_EXTRAIT CHOISI:_
3 signes positifs de voir vos talents chassés par la concurrence

08 nov. 2022

5min

3 signes positifs de voir vos talents chassés par la concurrence
auteur.e
Laetitia VitaudExpert du Lab

Autrice, consultante et conférencière sur le futur du travail, spécialiste de la productivité, de l’âge et du travail des femmes

Un talent vous confie avoir été approché par un chasseur de tête ? Outrage ! Une autre d’être régulièrement relancée par l’un de vos concurrents ? Affront ! À moins que comme toute chose, vous n’optiez (avec sobriété bien entendu) pour regarder la bouteille à moitié pleine plutôt qu’à moitié vide. Notre experte du Lab Laetitia Vitaud vous dévoile pourquoi le fait que vos talents soient approchés par d’autres se révèle finalement être une excellente nouvelle !

Vous dépensez des ressources considérables pour recruter et former vos salarié·es, et vous voyez, par conséquent, d’un très mauvais œil le fait que les chasseurs de têtes et les concurrents tentent sans cesse de débaucher vos talents ? Comme des sangsues, ils voudraient profiter de votre travail en récoltant ce que vous avez semé ? C’est déjà bien assez difficile de recruter et de manager, alors s’il faut en plus composer avec des passagers clandestins, c’en est trop !

Ce raisonnement est tout à fait compréhensible. Mais il y a, en réalité, de nombreuses raisons de se réjouir du fait qu’on vienne chasser vos recrues. À bien des égards, le fait qu’elles suscitent la convoitise des autres employeurs est une validation de l’ensemble de vos politiques RH, de la qualité de votre recrutement et surtout du fait que le travail qu’on fait chez vous est formateur et valorisant pour les personnes qui le font. Il n’existe pas de meilleur signal concernant la puissance de votre marque-employeur.

Travailler chez vous, ce « diplôme prestigieux »

Le fait que l’on chasse vos salarié·es montre que l’on valorise la qualité de votre recrutement. Votre sélection est en soi un critère positif pour les autres employeurs. Comme Google ou McKinsey, votre sélectivité est connue sur le marché et constitue en tant que telle un élément d’attractivité : les candidat·es sont attiré·es par le signal prestigieux que représente le nom de votre organisation sur un CV. Il indique aux candidat·es que miser sur vous, c’est faire grandir leur employabilité future.

Mais la sélectivité du recrutement ne fait pas tout. C’est souvent le travail en lui-même que les employeurs et les candidat·es valorisent le plus, soit parce qu’il est à la frontière de l’innovation technologique et que l’on relève des défis intellectuels et professionnels, soit que la rigueur des méthodes ou la collaboration avec d’autres personnes talentueuses constituent une « école » professionnelle. Cela fait d’une expérience dans votre organisation une sorte d’ « académie ».

_LISTE DES ENTRÉES:_
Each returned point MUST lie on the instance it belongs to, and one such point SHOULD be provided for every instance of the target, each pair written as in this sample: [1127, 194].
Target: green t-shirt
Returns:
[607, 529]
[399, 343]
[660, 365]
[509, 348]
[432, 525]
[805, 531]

_CONSIGNE:_ Recopiez l'extrait sur les talents chassés par la concurrence entre « Travailler chez vous, ce » et « leur employabilité future. » inclus, en le mettant à jour : « employabilité » y devient « valeur professionnelle ».

_CORRIGÉ:_
Travailler chez vous, ce « diplôme prestigieux »

Le fait que l’on chasse vos salarié·es montre que l’on valorise la qualité de votre recrutement. Votre sélection est en soi un critère positif pour les autres employeurs. Comme Google ou McKinsey, votre sélectivité est connue sur le marché et constitue en tant que telle un élément d’attractivité : les candidat·es sont attiré·es par le signal prestigieux que représente le nom de votre organisation sur un CV. Il indique aux candidat·es que miser sur vous, c’est faire grandir leur valeur professionnelle future.